=== RECORDS FOR THIS EXERCISE ===

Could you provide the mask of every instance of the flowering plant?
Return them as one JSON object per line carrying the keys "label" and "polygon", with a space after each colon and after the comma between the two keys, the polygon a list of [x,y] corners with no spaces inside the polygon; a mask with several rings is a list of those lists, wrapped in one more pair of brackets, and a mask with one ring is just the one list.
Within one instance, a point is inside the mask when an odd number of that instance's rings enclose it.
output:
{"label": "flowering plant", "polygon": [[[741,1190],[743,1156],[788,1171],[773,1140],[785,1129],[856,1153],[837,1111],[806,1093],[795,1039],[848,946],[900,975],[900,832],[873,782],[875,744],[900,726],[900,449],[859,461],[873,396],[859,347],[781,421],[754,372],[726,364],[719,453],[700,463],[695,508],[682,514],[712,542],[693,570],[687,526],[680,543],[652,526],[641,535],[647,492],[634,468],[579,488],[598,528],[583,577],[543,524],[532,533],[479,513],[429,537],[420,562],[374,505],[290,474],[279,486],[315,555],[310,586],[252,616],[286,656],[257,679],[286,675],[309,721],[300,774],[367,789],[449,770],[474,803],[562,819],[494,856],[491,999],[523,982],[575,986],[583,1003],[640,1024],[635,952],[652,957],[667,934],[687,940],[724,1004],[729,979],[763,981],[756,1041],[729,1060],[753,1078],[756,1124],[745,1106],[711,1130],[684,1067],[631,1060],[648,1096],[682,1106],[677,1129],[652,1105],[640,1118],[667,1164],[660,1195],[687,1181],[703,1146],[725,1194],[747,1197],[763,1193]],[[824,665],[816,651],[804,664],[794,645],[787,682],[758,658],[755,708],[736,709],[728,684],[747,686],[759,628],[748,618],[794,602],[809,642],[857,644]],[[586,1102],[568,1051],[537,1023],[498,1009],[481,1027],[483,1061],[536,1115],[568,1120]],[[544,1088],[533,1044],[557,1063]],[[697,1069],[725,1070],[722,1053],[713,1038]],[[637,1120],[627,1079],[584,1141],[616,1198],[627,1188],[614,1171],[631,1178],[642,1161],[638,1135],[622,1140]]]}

===

EXERCISE DETAILS: Type out the whole listing above exactly.

TASK ANSWER:
Could you provide the mask of every instance of the flowering plant?
Return them as one JSON object per line carrying the keys "label" and "polygon", with a space after each colon and after the comma between the two keys, the polygon a list of [x,y] corners with no spaces inside the polygon; a mask with several rings is a list of those lists, wrapped in one more pair of brackets, and a mask with one ring is just the one list.
Within one instance, a point is inside the mask when an odd number of that instance's rings enclose it.
output:
{"label": "flowering plant", "polygon": [[[741,1190],[743,1156],[788,1171],[773,1140],[785,1129],[856,1153],[837,1111],[806,1093],[795,1039],[848,946],[900,975],[900,832],[873,782],[875,744],[900,726],[900,449],[859,461],[873,396],[859,347],[781,421],[754,372],[726,364],[719,453],[700,463],[695,508],[682,514],[712,542],[693,570],[687,526],[680,543],[652,526],[641,535],[647,492],[634,468],[579,488],[598,528],[583,577],[543,524],[532,533],[479,513],[429,537],[420,562],[374,505],[290,474],[279,486],[315,555],[310,586],[252,616],[286,656],[257,679],[286,675],[309,721],[300,774],[367,789],[449,770],[474,803],[562,819],[494,856],[491,999],[523,982],[575,986],[583,1003],[640,1024],[635,952],[652,957],[667,934],[687,940],[724,1004],[729,979],[763,981],[756,1041],[729,1060],[753,1078],[756,1124],[745,1106],[711,1130],[684,1067],[631,1060],[648,1096],[682,1106],[677,1129],[652,1105],[640,1118],[667,1164],[660,1195],[687,1181],[703,1146],[725,1194],[747,1197],[763,1193]],[[824,665],[816,651],[804,664],[794,645],[787,682],[758,658],[755,708],[736,709],[728,684],[747,686],[759,628],[748,618],[794,602],[809,642],[857,644]],[[586,1102],[568,1051],[537,1023],[498,1009],[481,1027],[483,1061],[536,1115],[568,1120]],[[544,1088],[533,1044],[557,1063]],[[697,1069],[725,1070],[722,1053],[713,1038]],[[637,1120],[627,1079],[584,1141],[616,1198],[627,1188],[614,1171],[631,1178],[642,1161],[638,1135],[622,1140]]]}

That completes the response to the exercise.